**THE EXERCISE**
Print the lines of the listing below from the line containing "of the denim" through the line containing "pixel 224 338", both included, copying each one character for character.
Start of SUPPLIED INFORMATION
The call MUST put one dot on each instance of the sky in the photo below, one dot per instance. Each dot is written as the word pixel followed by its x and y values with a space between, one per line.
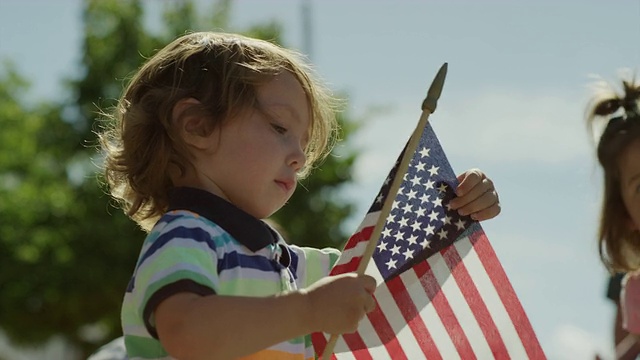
pixel 512 105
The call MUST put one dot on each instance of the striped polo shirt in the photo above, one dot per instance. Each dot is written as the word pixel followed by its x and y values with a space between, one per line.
pixel 206 245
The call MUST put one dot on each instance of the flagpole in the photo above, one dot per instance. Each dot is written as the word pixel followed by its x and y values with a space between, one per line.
pixel 428 107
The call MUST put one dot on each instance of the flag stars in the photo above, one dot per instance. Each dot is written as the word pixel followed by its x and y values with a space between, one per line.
pixel 390 219
pixel 429 184
pixel 412 194
pixel 407 208
pixel 395 204
pixel 429 230
pixel 425 152
pixel 382 246
pixel 391 264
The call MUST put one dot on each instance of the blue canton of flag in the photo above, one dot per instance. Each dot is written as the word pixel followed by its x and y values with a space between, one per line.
pixel 420 222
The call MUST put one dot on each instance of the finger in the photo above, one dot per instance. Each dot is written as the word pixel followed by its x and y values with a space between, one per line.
pixel 468 180
pixel 369 283
pixel 473 194
pixel 484 201
pixel 370 305
pixel 488 213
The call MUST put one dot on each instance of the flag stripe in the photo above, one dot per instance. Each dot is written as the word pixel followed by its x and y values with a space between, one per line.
pixel 411 313
pixel 441 303
pixel 490 296
pixel 507 295
pixel 475 302
pixel 432 319
pixel 385 333
pixel 386 300
pixel 442 293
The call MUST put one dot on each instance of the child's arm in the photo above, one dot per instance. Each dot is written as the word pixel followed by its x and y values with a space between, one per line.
pixel 226 327
pixel 477 196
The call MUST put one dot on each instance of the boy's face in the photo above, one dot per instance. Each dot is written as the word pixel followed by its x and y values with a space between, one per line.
pixel 255 156
pixel 629 166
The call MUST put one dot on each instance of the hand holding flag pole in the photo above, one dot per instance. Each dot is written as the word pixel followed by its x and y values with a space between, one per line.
pixel 428 107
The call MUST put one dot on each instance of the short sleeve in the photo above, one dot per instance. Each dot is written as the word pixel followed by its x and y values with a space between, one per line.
pixel 179 256
pixel 312 264
pixel 614 287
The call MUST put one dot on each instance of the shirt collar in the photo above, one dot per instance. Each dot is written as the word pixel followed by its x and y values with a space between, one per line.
pixel 246 229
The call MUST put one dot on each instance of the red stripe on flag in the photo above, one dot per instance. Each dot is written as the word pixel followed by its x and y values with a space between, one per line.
pixel 385 333
pixel 412 316
pixel 444 311
pixel 319 343
pixel 507 295
pixel 351 266
pixel 360 236
pixel 476 303
pixel 357 346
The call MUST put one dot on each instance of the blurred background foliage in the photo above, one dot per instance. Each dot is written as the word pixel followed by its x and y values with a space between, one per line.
pixel 66 253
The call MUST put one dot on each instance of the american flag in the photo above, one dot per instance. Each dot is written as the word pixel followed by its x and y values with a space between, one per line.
pixel 442 292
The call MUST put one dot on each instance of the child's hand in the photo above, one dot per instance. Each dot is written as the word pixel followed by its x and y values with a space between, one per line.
pixel 476 196
pixel 337 303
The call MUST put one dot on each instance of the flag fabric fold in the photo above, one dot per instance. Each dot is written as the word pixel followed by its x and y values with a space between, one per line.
pixel 442 292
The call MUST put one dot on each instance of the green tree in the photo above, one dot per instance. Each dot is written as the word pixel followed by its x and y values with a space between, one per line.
pixel 66 254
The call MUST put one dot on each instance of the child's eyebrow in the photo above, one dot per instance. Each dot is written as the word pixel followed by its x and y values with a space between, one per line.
pixel 286 107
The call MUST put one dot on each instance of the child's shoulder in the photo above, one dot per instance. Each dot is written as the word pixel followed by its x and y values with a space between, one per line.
pixel 187 225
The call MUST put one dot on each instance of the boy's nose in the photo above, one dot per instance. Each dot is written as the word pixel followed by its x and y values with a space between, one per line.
pixel 297 158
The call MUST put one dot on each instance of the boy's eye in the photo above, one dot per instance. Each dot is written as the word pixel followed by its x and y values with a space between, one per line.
pixel 279 128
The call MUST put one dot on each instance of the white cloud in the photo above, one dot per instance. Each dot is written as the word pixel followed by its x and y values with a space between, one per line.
pixel 570 342
pixel 500 125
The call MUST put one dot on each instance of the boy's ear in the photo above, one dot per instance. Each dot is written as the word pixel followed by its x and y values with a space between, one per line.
pixel 631 225
pixel 191 125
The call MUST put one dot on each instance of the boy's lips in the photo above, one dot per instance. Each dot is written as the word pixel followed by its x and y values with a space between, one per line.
pixel 286 184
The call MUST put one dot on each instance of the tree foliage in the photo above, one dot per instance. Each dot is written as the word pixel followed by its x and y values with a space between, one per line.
pixel 66 253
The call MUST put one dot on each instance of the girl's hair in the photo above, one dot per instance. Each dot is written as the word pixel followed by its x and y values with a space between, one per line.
pixel 618 244
pixel 222 71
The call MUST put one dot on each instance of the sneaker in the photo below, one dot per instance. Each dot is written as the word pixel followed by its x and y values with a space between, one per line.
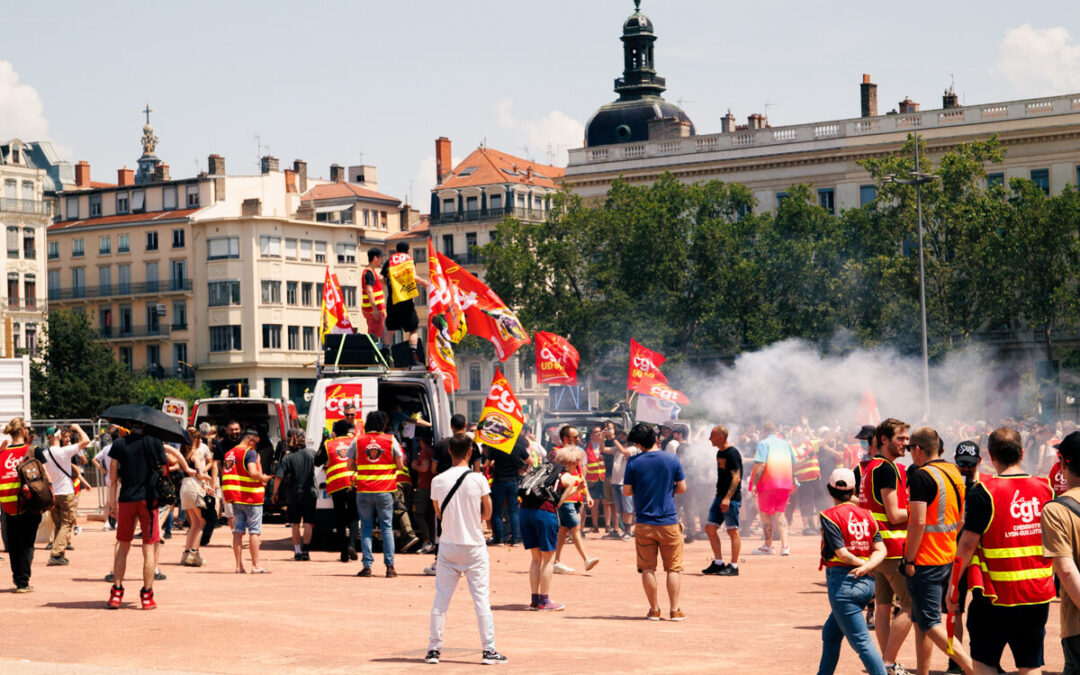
pixel 116 596
pixel 491 657
pixel 147 598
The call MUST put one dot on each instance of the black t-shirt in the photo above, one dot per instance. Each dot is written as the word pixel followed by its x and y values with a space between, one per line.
pixel 136 457
pixel 732 462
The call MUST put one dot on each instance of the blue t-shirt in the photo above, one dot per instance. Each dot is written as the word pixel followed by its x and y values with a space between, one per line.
pixel 653 476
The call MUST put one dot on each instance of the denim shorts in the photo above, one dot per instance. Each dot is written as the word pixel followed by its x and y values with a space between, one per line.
pixel 246 517
pixel 718 517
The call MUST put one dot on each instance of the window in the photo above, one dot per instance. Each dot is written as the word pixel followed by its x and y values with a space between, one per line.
pixel 271 336
pixel 271 293
pixel 224 293
pixel 347 252
pixel 223 247
pixel 826 199
pixel 1041 178
pixel 270 246
pixel 224 338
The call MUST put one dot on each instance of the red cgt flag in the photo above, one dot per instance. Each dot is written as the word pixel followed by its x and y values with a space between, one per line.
pixel 644 362
pixel 556 360
pixel 486 314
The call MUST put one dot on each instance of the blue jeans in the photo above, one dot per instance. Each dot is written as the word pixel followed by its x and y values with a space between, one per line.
pixel 848 596
pixel 504 490
pixel 370 505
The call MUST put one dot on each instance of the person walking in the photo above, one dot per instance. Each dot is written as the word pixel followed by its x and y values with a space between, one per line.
pixel 243 485
pixel 1012 583
pixel 19 523
pixel 462 501
pixel 725 509
pixel 851 547
pixel 653 478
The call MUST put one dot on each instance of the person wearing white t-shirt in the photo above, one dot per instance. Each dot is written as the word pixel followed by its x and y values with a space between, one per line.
pixel 461 548
pixel 57 460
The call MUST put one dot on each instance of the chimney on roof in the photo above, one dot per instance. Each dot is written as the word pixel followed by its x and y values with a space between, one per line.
pixel 867 94
pixel 443 161
pixel 301 174
pixel 82 174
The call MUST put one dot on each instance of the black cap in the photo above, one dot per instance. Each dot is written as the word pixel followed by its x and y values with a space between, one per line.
pixel 866 432
pixel 967 454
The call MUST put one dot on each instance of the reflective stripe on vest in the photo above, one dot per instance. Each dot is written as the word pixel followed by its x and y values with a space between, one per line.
pixel 1015 574
pixel 237 485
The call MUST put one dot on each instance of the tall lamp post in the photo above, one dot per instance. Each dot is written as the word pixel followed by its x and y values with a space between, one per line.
pixel 918 179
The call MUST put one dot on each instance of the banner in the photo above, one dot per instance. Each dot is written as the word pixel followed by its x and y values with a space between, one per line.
pixel 556 360
pixel 501 420
pixel 335 318
pixel 643 362
pixel 487 315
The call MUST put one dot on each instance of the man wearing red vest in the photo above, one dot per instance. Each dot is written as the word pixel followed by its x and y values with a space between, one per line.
pixel 243 485
pixel 1011 582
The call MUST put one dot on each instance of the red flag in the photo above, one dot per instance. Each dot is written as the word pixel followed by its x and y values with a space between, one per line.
pixel 642 362
pixel 487 315
pixel 556 360
pixel 649 387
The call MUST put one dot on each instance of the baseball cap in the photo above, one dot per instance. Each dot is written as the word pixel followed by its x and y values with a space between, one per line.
pixel 842 478
pixel 967 454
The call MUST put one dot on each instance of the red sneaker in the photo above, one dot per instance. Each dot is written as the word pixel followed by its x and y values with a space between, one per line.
pixel 116 596
pixel 147 597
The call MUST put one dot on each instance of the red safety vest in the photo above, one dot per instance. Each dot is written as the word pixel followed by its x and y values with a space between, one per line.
pixel 376 469
pixel 858 528
pixel 1008 565
pixel 237 485
pixel 337 464
pixel 10 484
pixel 894 535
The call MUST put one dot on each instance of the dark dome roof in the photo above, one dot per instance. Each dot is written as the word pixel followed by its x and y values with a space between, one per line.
pixel 628 121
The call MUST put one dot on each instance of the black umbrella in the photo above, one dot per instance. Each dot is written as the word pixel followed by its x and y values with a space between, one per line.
pixel 157 423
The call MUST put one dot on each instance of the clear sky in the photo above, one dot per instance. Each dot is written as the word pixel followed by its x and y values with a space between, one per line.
pixel 334 82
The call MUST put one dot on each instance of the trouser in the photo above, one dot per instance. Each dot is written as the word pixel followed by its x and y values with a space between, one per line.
pixel 22 532
pixel 455 561
pixel 504 496
pixel 64 512
pixel 345 518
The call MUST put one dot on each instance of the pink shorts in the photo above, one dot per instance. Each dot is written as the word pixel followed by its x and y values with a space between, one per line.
pixel 772 500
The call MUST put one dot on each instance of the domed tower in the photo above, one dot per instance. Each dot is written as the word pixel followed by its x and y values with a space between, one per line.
pixel 626 120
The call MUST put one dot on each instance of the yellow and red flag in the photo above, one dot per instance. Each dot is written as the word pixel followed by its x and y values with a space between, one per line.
pixel 556 360
pixel 501 420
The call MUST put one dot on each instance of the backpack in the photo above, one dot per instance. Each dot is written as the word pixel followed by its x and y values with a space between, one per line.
pixel 35 490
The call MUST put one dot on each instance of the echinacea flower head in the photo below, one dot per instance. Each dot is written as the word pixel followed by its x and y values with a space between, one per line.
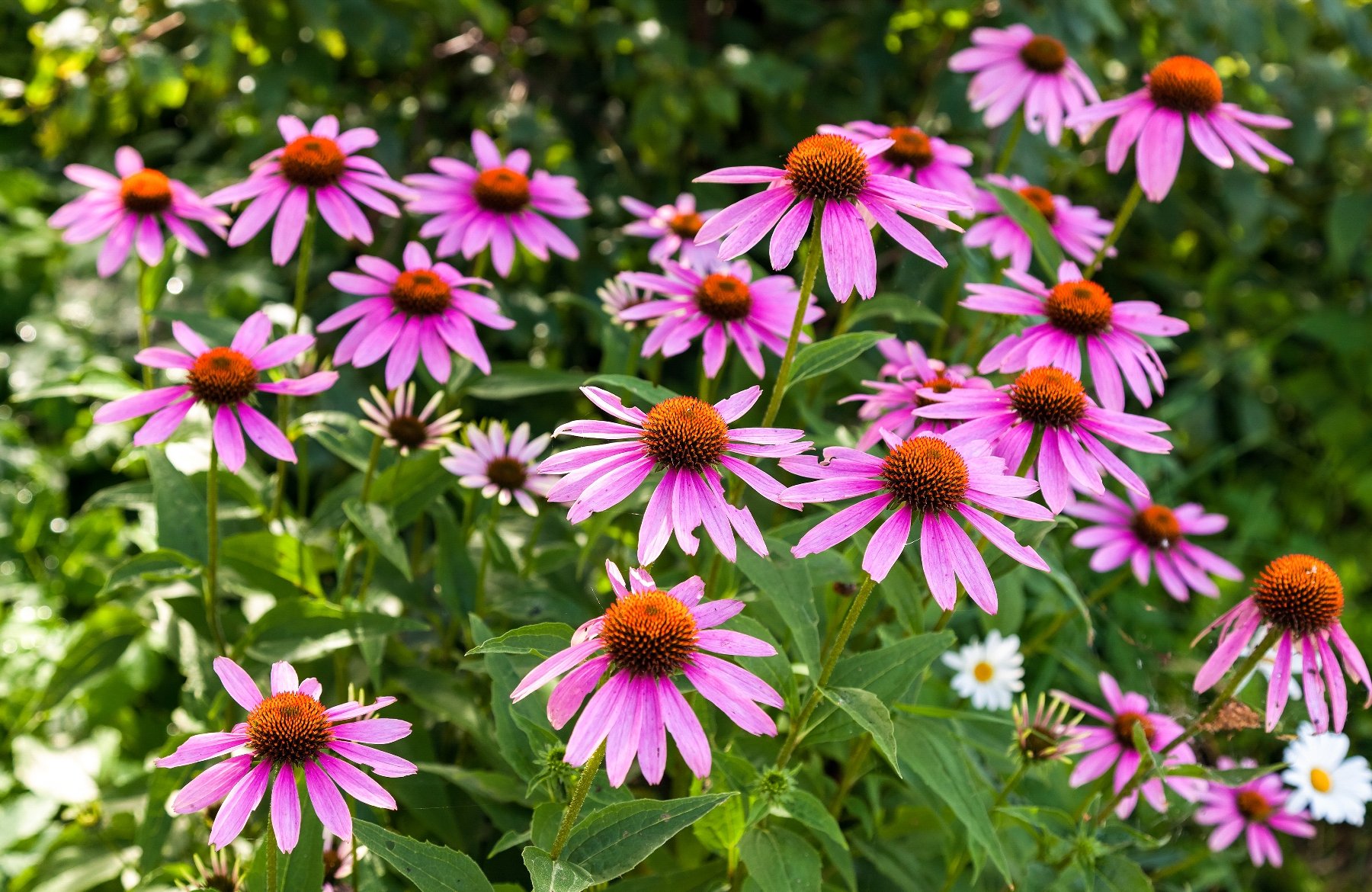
pixel 286 732
pixel 226 382
pixel 1252 810
pixel 317 164
pixel 617 295
pixel 132 207
pixel 1079 229
pixel 989 672
pixel 892 406
pixel 495 205
pixel 1017 68
pixel 501 467
pixel 1079 315
pixel 720 305
pixel 1146 534
pixel 928 161
pixel 401 427
pixel 1047 734
pixel 931 482
pixel 1324 778
pixel 832 175
pixel 644 641
pixel 674 229
pixel 1181 94
pixel 1070 453
pixel 692 442
pixel 422 312
pixel 1301 597
pixel 1111 746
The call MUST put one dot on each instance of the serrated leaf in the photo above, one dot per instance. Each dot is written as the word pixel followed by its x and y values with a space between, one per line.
pixel 615 839
pixel 379 528
pixel 649 393
pixel 1046 247
pixel 541 638
pixel 830 355
pixel 780 861
pixel 430 868
pixel 871 714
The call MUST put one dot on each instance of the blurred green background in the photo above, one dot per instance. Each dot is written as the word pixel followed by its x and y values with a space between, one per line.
pixel 1271 393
End of SUPPLIED INFORMATION
**WRITTEN SOLUTION**
The call MUST put one dot on each instance of the denim shorts in the photo above, one dot per instance. Each dot is written as the word pixel followed by its x and y values with a space between, one per line.
pixel 246 517
pixel 718 517
The call MUST put one dot on each instance of the window in the photo above, one dot per instance. Each dot is written as the word pixel followed by its x and y values with a space between, one per line.
pixel 271 336
pixel 271 293
pixel 224 293
pixel 347 252
pixel 223 247
pixel 826 199
pixel 1041 178
pixel 270 246
pixel 224 338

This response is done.